Consegna:
Secondo il brano di lettura, in che anno è stata fondata l'associazione umanitaria Emergency?

Brano di lettura:
****************************************

Negli ultimi anni i medici volontari di Emergency hanno girato in lungo e in largo l’Italia per raccontare alla gente la guerra vista dagli occhi di chi cura le vittime civili. Nel padiglione “Piazza Globale” della Festa dell’Unità nazionale, il gruppo di volontari Emergency di Bologna ha presentato “Medici di guerra inviati di pace”, incontro con il dottore Stefano Bertocco, anestesista in Afghanistan, e Ermanno Foroni, fotografo freelance in zone di guerra.

Daria Pocaterra, di Emergency Bologna spiega i principi su cui è stata fondata l’associazione umanitaria nel 1994. Aiutare le vittime civili dei conflitti, a qualsiasi fazione, o etnia, appartengano. Poi, ma la cosa non è affatto secondaria, diffondere nel mondo con la propria testimonianza una
cultura di Pace (cui si può ricondurre le 130.000 firme raccolte in occasione della guerra in Iraq, per rendere operativo il ripudio della guerra espresso dall’articolo 11 della Costituzione italiana). Infine,
combattere la fame direttamente, come intende fare la recente collaborazione avviata, dopo l’incontro tra Gino Strada e Lula, tra Emergency e il Brasile per costruire ospedali nelle zone più disagiate del Sertão brasiliano.

L’incontro prosegue con le diapositive in bianco e nero degli scatti fotografici fatti da Forone in Afghanistan prima, e in Israele e Palestina dopo. Ma ci torneremo alla fine, essendo stato questo probabilmente il momento più forte dell’incontro.

Il dottore Stefano Bertocco racconta la sua esperienza di quattro mesi come anestesista volontario in Afghanistan, quasi tutti passati all’ospedale di Kabul. Bertocco cerca di spiegare il dramma di un paese in guerra da 22 anni, dove il conflitto non è affatto finito dopo l’abbattimento del regime
talebano.

Pesante è, per il dottore volontario in zone di guerra, non poter salvare dei bambini feriti da una mina, non avere mai una vera pausa, dato che le vittime arrivano in ospedale continuamente.
Ma soprattutto, è pesante la beffa dell’abbandono del governo italiano subita dai medici volontari: chi parte deve lasciare il lavoro, o ottenere una lunga aspettativa dall’ente in cui presta servizio, senza percepire alcuno stipendio in quel periodo.
Tutto è ripagato, ci dice l’anestesista di Reggio Emilia, dalla gratitudine dei bambini operati e riconsegnati ad una vita dignitosa.
Ed ora veniamo alle diapositive: queste non sono accompagnate da alcun commento, giustamente.
Dopo gli scatti in Afghanistan resta in mente un’unica immagine: quella di un paese di bambini mutilati negli arti e nello sguardo.
A Gerusalemme, il fotografo riesce a catturare qualche immagine dei rabbini in preghiera al muro del pianto, prima di dover correre a documentare un attentato kamikaze davanti una pasticceria.
Le foto scattate nella striscia di Gaza mostrano i funerali di un bambino palestinese ucciso dai soldati israeliani. La gente che porta in processione il piccolo corpo trasuda odio e disperazione.
Il bianco e nero rende le strade polverose di Kabul e Gaza ugualmente luminose, e le macerie ugualmente tetre.
I poveri, i mutilati, i disperati, senza il colore, sono uguali monumenti muti in ogni angolo di mondo.
E uguale è lo sgomento di chi guarda -per pochi attimi- la miseria della guerra, ponendosi domande che le vittime ormai non si pongono più.

****************************************

Dati forniti:
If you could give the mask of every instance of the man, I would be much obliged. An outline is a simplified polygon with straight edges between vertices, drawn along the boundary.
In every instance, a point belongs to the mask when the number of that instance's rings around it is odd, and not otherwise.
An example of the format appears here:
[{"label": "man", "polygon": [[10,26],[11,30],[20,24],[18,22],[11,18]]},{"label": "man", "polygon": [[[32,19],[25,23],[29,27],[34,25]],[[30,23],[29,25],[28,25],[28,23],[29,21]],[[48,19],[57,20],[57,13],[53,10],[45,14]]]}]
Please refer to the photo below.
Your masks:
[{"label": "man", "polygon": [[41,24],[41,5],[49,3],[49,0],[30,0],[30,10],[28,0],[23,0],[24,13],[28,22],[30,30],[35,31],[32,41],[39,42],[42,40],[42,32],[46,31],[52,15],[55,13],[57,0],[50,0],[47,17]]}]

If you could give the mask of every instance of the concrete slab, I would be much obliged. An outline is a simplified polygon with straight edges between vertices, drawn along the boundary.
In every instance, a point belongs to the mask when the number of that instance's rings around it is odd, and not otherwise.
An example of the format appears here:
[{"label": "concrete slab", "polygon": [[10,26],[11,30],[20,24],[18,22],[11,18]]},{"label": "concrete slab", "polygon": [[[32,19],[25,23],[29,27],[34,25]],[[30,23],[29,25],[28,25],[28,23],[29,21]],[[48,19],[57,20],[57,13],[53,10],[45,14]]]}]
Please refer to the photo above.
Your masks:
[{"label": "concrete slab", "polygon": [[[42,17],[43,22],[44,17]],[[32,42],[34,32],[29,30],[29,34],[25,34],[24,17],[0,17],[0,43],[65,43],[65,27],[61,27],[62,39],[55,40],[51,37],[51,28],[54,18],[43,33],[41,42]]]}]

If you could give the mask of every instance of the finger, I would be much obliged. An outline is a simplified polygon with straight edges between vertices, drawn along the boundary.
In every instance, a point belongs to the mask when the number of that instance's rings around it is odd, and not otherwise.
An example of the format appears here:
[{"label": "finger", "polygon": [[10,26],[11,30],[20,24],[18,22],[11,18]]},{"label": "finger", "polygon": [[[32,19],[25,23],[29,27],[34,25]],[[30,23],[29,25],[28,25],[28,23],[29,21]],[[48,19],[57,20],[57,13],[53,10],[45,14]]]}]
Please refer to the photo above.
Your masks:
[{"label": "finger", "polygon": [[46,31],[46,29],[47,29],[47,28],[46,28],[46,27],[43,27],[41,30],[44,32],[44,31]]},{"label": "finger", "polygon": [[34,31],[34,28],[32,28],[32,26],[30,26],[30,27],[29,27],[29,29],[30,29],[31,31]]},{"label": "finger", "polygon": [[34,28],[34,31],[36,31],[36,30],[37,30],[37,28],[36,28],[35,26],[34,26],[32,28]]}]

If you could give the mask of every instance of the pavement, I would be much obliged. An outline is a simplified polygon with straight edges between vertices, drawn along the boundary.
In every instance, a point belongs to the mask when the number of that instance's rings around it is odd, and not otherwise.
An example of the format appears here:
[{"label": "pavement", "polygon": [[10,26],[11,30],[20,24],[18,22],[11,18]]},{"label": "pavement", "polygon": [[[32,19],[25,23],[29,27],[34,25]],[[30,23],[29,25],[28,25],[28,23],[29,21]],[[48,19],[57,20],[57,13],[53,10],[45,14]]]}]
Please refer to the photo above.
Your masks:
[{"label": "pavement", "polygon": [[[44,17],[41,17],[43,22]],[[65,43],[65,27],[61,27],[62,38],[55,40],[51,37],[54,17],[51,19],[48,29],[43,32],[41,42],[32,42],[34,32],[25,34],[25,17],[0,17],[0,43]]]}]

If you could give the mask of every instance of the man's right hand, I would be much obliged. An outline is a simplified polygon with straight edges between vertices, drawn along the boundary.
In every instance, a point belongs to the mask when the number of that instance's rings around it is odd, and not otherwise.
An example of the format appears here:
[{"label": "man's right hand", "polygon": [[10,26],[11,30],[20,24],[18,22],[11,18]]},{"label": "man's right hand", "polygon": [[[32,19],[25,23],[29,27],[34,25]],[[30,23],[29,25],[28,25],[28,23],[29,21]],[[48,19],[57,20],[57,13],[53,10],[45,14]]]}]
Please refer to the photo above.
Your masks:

****************************************

Soluzione:
Nel 1994.